SUPPLIED MATERIAL:
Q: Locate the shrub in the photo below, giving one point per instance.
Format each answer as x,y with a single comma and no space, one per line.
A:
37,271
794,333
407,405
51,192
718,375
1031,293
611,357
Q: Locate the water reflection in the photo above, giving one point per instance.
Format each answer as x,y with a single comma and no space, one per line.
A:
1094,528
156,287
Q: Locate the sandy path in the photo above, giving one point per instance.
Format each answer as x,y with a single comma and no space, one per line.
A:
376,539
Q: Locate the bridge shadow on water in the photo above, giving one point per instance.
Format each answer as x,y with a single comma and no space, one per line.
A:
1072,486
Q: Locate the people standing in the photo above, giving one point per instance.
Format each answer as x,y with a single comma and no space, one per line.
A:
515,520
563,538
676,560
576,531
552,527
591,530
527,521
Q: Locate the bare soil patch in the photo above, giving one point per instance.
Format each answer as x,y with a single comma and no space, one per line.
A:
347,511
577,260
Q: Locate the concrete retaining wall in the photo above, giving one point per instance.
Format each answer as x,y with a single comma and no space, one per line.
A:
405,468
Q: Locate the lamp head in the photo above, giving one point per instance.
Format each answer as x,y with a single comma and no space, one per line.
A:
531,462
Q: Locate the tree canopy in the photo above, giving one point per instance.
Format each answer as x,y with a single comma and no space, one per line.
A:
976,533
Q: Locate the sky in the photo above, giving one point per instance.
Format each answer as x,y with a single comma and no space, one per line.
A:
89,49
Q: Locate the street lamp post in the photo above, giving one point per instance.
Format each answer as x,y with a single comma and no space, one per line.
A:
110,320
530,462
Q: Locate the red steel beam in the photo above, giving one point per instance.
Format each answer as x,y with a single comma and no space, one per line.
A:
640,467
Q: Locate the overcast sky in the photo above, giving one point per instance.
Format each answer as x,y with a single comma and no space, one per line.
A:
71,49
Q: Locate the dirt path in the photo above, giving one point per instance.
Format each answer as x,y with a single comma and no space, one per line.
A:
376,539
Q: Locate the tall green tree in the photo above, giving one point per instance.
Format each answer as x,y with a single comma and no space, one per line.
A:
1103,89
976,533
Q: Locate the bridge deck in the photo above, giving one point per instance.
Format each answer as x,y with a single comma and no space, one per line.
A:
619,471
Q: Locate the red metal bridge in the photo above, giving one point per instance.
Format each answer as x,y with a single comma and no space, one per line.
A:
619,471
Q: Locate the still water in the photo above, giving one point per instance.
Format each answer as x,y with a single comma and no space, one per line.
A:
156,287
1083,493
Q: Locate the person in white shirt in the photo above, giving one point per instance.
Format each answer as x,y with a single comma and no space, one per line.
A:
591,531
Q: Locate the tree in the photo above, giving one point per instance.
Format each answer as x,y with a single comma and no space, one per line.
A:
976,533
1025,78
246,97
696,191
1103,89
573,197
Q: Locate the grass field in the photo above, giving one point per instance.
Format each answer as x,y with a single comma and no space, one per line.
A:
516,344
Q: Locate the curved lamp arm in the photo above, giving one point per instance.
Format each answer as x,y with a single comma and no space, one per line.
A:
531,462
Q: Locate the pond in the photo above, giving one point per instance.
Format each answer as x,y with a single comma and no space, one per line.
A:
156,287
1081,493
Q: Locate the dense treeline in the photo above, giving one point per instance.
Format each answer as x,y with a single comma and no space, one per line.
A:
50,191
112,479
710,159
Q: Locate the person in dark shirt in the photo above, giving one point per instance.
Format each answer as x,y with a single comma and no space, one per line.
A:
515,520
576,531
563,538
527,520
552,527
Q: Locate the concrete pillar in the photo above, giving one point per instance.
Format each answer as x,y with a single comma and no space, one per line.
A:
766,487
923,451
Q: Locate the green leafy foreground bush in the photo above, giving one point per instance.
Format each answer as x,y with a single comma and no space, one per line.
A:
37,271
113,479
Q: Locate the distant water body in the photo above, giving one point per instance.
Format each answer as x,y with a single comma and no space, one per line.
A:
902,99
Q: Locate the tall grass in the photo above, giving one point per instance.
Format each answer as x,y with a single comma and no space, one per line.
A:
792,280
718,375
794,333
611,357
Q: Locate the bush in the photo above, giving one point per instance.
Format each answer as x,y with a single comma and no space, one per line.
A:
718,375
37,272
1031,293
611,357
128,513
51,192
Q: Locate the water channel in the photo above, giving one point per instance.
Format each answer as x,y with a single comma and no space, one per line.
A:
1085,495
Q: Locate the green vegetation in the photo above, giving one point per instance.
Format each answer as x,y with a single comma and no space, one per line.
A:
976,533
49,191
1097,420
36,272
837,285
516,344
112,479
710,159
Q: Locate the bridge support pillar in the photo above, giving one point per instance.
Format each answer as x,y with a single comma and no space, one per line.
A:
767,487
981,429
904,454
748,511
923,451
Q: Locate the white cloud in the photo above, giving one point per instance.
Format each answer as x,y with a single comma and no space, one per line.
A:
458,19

WORK TO COMPLETE:
Reproduce all of the data above verbatim, line for line, without changing any character.

PROBLEM SOLUTION:
Q: Locate the shrub in the photo below, giving one point per instance.
Format each answer as x,y with a single comma and no space, one per line.
A:
37,271
794,333
407,405
51,192
718,375
1031,293
611,357
Q: Locate the water reflection in the photo above, giving one point per instance.
Format each answer as x,y with a single comma and no space, one per line.
A:
1094,528
156,287
Q: Locate the sandy path in the photo above, giving one point per instance.
Format each answer as x,y with a single comma and no space, one per line.
A:
376,539
Q: Locate the bridge shadow on water in the photo above, giving one point per instance.
Format each answer as x,y with a single comma and no space, one per line.
A:
1072,486
Q: Locate the people standing in the photo above, giving one point per instance.
Format each answer as x,y with a single comma and no space, one per line.
A:
515,520
563,538
676,560
576,531
552,527
591,530
527,521
Q: Locate the bare soil patch in the photo above, giving one point per instance.
Format each answer as x,y with a single comma and no space, one per line.
A:
347,511
577,260
Q: Locate the concrete retaining wall in the photo above, giving one point per instance.
Format each answer as x,y with a single comma and no space, one per line.
A:
405,468
Q: Locate the lamp head in the photo above, giving one point per instance.
Format each answer as x,y with a single comma and no space, one per line.
A:
531,462
Q: Locate the tree canopy in the photo above, giving one point per instance.
Format each answer as x,y with a single comma and no space, one per line.
A:
976,533
Q: Locate the sky in the photo above, giving one point per instance.
Format each answer as x,y with a single comma and no space, one per line.
A:
89,49
Q: Locate the street lamp post in the photo above, giving one point per instance.
Format each answer as x,y with a single comma and no space, one per line.
A:
110,320
530,462
Q: Locate the red steel beam in the photo above, giving one point per instance.
Format each answer as x,y with a single comma and no space, one per line.
A:
640,467
Q: Locate the overcast sky in the photo above, giving one point per instance.
Format each answer as x,y with a single comma and no space, one per line.
A:
71,49
Q: Locate the dirt path in the photo above, giving one point per instance.
Format each answer as x,y with a single comma and no space, one per line.
A:
376,539
Q: Locate the tall green tree in the photo above, giving one point per instance.
Format each answer as x,y with a single comma and no space, one per line.
A:
1103,89
976,533
Q: Locate the bridge deck in the photo above, giving one point per instance.
Format each answer as x,y with a single comma and no space, one per line.
A:
619,471
Q: Locate the red metal bridge in the photo above, giving one point per instance.
Format each answer as x,y with a single comma and no space, one per line.
A:
619,471
Q: Locate the still water in the photo above, giving one point per instance.
Format each answer as x,y with a single comma and no space, one per line.
A:
156,287
1083,493
Q: Locate the person in white shirt in the photo above, giving one point per instance.
Format each answer as x,y with a single comma and no space, one per line.
A:
591,531
Q: Locate the tree in the photo above, giving one point per instance.
Format each answer as x,y with a single comma and no space, one per line.
A:
976,533
1025,78
246,97
696,191
1103,89
573,197
Q: Locate the grass field in the photo above, giving one point per instance.
Format each answer as x,y with a single comma and no space, one per line.
A:
516,344
Q: Locate the curved lamp arm in the photo above, giving one point per instance.
Format each answer as x,y with a single comma and no space, one per line.
A:
531,462
Q: Locate the pond in the photo above, giving one point per instance.
Format each answer as x,y with a single comma and no space, one per line.
A:
156,287
1081,493
Q: Locate the dense treeline in the photo above, giving one point per instance.
Format each answer as x,y with a single comma and no space, one per line.
A:
50,191
112,479
710,159
Q: Locate the person in dark shirt in the photo above, giving one point per instance.
Format each answer as x,y with a single comma and no space, one per line.
A:
515,520
576,531
563,538
527,520
552,527
Q: Locate the concrete pillar in the photo above, giving one point per instance.
Format each answer as x,y with a single comma and no space, one per line.
A:
766,487
923,451
Q: Locate the green leafy foreground bush in the photo above, giving one point per instance.
Format each answer as x,y with a single comma and no space, one per line.
A:
37,271
113,479
Q: Locate the distant water body in the photo above, giving one point per instance.
Format each answer as x,y with a single comma and no space, one per line.
A:
902,99
Q: Locate the tall grass in the photo above, giving one point per instance.
Format each answer as x,y with a single comma and no space, one per line.
A:
792,280
718,375
794,333
611,357
Q: Locate the bush in the photo above, giving one point per instance.
Format each answer as x,y with a single comma and no space, one per line.
A:
718,375
37,272
1031,293
611,357
128,513
51,192
Q: Locate the water channel in the photo above, giving one point per instance.
Format each answer as x,y with a single comma and no space, one per line.
A:
1085,495
Q: Locate the green vegetation in the photo above, giving one point per instance.
Format each answer as x,y with a single comma and no space, one per line.
A:
976,533
49,191
1097,420
36,272
837,285
516,344
112,479
710,159
Q: Locate the bridge support pillar in the photo above, giving one point per instance.
Format each answer as x,y with a single comma and no space, one per line.
A:
767,487
981,429
904,454
748,511
923,451
Q: Locate the white cloud in the photo above, giving one point per instance.
Format each answer as x,y with a single comma and no space, one per line.
A:
458,19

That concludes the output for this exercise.